Copy each entry verbatim, excluding its images.

(Dataset entries)

********************

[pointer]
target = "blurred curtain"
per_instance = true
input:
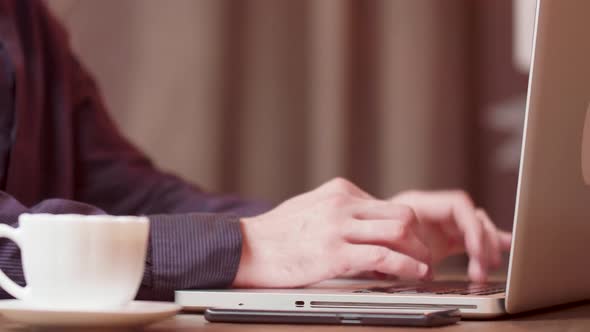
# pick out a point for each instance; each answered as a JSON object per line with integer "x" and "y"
{"x": 269, "y": 98}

********************

Answer:
[pointer]
target = "blurred curtain"
per_instance = true
input:
# pick out a point for each instance; each answered as a JSON object per line with integer "x" and "y"
{"x": 269, "y": 98}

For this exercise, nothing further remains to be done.